## What the exercise asks
Comb through the entries for "positive" and pull out each line that holds it.

(Saved entries)
◇ ◇ ◇
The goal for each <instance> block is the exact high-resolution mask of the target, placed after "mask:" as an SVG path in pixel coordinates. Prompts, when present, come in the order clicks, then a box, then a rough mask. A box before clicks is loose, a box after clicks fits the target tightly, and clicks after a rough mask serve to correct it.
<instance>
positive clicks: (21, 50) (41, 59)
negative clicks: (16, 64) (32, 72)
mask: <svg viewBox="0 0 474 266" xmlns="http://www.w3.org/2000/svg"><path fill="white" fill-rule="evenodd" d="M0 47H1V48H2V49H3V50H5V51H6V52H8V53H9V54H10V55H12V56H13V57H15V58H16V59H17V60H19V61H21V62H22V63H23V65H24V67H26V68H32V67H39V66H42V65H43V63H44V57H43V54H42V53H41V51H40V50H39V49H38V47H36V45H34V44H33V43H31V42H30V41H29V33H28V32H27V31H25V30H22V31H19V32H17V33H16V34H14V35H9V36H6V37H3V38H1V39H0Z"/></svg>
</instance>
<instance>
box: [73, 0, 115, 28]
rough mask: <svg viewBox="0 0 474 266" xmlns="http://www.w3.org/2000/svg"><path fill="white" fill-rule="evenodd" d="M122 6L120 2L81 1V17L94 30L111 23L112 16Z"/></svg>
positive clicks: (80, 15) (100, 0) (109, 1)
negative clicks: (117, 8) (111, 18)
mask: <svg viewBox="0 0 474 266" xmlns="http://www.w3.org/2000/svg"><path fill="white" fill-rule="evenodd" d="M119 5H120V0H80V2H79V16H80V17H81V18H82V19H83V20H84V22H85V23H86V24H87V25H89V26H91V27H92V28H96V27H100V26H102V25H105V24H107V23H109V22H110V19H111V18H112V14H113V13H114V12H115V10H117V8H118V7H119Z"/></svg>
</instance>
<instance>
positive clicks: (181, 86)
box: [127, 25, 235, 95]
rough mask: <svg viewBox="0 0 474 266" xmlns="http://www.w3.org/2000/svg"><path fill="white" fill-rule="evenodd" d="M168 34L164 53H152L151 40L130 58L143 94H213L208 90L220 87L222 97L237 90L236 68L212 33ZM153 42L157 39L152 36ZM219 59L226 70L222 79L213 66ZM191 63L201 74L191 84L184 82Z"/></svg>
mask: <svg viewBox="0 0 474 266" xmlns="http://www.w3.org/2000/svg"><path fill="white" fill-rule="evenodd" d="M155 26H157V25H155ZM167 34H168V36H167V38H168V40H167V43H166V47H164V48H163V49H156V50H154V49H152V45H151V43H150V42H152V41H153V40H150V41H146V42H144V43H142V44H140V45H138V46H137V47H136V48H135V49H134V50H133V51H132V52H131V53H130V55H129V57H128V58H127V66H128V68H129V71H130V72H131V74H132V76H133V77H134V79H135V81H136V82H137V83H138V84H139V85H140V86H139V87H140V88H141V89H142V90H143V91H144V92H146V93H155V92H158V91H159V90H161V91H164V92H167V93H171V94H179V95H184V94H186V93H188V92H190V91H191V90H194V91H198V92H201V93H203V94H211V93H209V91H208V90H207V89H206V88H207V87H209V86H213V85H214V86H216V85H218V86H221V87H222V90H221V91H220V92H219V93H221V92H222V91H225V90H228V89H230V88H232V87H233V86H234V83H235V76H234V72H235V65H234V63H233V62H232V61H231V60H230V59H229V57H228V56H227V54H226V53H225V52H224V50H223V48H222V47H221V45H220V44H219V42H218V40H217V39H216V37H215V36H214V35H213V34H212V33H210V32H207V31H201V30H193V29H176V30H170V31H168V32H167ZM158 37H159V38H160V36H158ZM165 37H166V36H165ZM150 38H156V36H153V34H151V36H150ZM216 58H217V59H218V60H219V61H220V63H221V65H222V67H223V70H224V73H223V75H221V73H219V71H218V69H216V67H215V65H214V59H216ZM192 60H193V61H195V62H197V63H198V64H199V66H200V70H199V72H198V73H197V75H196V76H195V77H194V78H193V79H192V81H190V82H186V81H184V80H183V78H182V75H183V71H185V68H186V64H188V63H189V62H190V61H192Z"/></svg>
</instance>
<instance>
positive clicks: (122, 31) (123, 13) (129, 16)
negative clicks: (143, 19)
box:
◇ ◇ ◇
## Expected answer
positive clicks: (21, 50) (41, 59)
positive clicks: (80, 15) (100, 0) (109, 1)
positive clicks: (181, 86)
positive clicks: (122, 31) (123, 13) (129, 16)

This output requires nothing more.